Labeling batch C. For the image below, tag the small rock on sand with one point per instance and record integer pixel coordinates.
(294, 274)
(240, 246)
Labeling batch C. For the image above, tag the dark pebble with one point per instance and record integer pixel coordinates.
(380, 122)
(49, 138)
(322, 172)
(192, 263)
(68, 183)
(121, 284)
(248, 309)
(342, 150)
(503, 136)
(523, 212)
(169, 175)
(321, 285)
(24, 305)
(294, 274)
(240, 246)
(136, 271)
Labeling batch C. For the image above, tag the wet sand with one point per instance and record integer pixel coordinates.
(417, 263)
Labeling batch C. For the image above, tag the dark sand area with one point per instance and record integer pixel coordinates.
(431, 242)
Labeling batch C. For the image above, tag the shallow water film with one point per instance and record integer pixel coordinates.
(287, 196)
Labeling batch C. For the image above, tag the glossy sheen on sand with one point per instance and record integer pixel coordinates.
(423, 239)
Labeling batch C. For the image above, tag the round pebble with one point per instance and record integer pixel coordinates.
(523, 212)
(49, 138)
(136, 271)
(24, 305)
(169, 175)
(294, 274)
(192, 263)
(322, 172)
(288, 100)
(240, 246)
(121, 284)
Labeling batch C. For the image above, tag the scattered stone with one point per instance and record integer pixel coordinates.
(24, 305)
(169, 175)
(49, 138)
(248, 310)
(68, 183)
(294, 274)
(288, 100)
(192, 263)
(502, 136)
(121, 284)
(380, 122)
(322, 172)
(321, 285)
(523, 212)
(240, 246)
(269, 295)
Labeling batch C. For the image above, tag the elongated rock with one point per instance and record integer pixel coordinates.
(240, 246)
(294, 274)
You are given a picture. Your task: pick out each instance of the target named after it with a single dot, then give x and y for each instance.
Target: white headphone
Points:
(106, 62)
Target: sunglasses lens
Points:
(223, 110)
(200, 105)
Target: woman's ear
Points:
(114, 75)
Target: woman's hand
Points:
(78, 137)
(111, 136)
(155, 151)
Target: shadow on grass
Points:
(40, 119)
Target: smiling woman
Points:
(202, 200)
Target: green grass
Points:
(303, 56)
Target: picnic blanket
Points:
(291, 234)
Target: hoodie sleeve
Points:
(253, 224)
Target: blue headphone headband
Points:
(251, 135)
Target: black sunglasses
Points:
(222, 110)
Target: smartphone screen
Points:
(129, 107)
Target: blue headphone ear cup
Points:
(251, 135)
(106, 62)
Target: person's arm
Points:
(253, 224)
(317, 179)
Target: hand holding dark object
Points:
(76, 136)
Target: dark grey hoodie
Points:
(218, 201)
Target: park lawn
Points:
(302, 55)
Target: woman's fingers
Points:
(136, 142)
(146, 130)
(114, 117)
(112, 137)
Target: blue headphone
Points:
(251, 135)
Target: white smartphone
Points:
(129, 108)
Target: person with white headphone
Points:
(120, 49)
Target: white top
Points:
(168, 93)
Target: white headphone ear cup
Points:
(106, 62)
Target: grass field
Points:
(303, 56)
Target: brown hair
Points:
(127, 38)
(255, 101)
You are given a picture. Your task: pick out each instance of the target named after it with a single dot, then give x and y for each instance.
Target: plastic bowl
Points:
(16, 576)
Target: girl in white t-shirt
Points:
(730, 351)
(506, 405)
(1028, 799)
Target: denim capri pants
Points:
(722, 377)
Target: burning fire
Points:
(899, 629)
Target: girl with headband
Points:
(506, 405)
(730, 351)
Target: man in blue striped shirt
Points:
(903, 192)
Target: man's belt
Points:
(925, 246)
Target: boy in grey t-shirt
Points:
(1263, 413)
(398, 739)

********************

Assignment
Every line in the records has to be written out again exactly.

Solved exercise
Labeling batch C. For the image below, tag the small rock on sand with one point per instance and record integer pixel coordinates.
(294, 274)
(240, 246)
Labeling batch C. For the image above, tag the dark pebble with one point per instance and record integer pixel coordinates.
(380, 122)
(49, 138)
(322, 172)
(192, 263)
(68, 183)
(121, 284)
(248, 309)
(342, 150)
(503, 136)
(523, 212)
(169, 175)
(321, 285)
(24, 305)
(294, 274)
(240, 246)
(136, 271)
Labeling batch C. For the image above, tag the wet sand with one point per instance and record integer pixel coordinates.
(417, 263)
Labeling batch C. For the image above, tag the dark sand area with one point per instance and record integer pixel coordinates.
(431, 242)
Labeling batch C. For the image above, tag the shallow water film with one point per instance and record integer pixel coordinates.
(287, 196)
Labeling batch C. For the image above, tag the glossy sheen on sand with one point per instance and record integer pixel coordinates.
(423, 239)
Labeling batch C. For the image above, tag the round pebble with one point per instance and record integer pixel coordinates.
(523, 212)
(49, 138)
(136, 271)
(24, 305)
(169, 175)
(294, 274)
(192, 263)
(322, 172)
(288, 100)
(240, 246)
(121, 284)
Labeling batch C. For the image above, tag the scattered stone with one point per instance and record integer pixel coordinates.
(24, 305)
(169, 175)
(49, 138)
(248, 310)
(68, 183)
(294, 274)
(288, 100)
(192, 263)
(502, 136)
(121, 284)
(380, 122)
(322, 172)
(321, 285)
(523, 212)
(240, 246)
(269, 295)
Labeling batch C. For the image above, tag the elongated rock with one point per instance and record integer pixel coordinates.
(240, 246)
(294, 274)
You are given a picture. Your task: pick out each instance of the target named after it with a single dot, then give x and y for each instance.
Target: white headphone
Points:
(106, 62)
Target: sunglasses lens
Points:
(223, 110)
(200, 105)
Target: woman's ear
Points:
(114, 75)
Target: woman's hand
Points:
(78, 137)
(111, 136)
(155, 151)
Target: shadow on grass
Points:
(40, 119)
Target: smiling woman
Points:
(202, 200)
Target: green grass
Points:
(303, 56)
Target: picnic blanket
Points:
(291, 234)
Target: hoodie sleeve
Points:
(253, 224)
Target: blue headphone headband
Points:
(251, 135)
Target: black sunglasses
Points:
(222, 110)
Target: smartphone screen
Points:
(129, 107)
Target: blue headphone ear cup
Points:
(251, 135)
(106, 62)
Target: person's arm
Points:
(253, 224)
(317, 179)
Target: hand holding dark object
Points:
(76, 136)
Target: dark grey hoodie
Points:
(218, 201)
Target: park lawn
Points:
(302, 55)
Target: woman's fingers
Points:
(136, 142)
(146, 130)
(114, 117)
(112, 137)
Target: blue headphone
Points:
(251, 135)
Target: white smartphone
Points:
(129, 108)
Target: person with white headphone
Points:
(120, 49)
Target: white top
Points:
(168, 93)
Target: white headphone ear cup
Points:
(106, 62)
Target: grass field
Points:
(303, 56)
Target: brown hair
Points:
(127, 38)
(255, 101)
You are given a picture. Your task: pick out each instance of the target named after it with a single dot, then give x and y for each instance.
Target: plastic bowl
Points:
(16, 576)
Target: girl in white t-shirt
Points:
(730, 351)
(506, 405)
(1028, 799)
Target: denim capri pants
Points:
(722, 377)
Target: burning fire
Points:
(899, 629)
Target: girl with headband
Points:
(506, 405)
(730, 351)
Target: man in blue striped shirt
Points:
(903, 192)
Target: man's belt
Points:
(925, 246)
Target: boy in grey t-shirt
Points:
(1263, 413)
(398, 739)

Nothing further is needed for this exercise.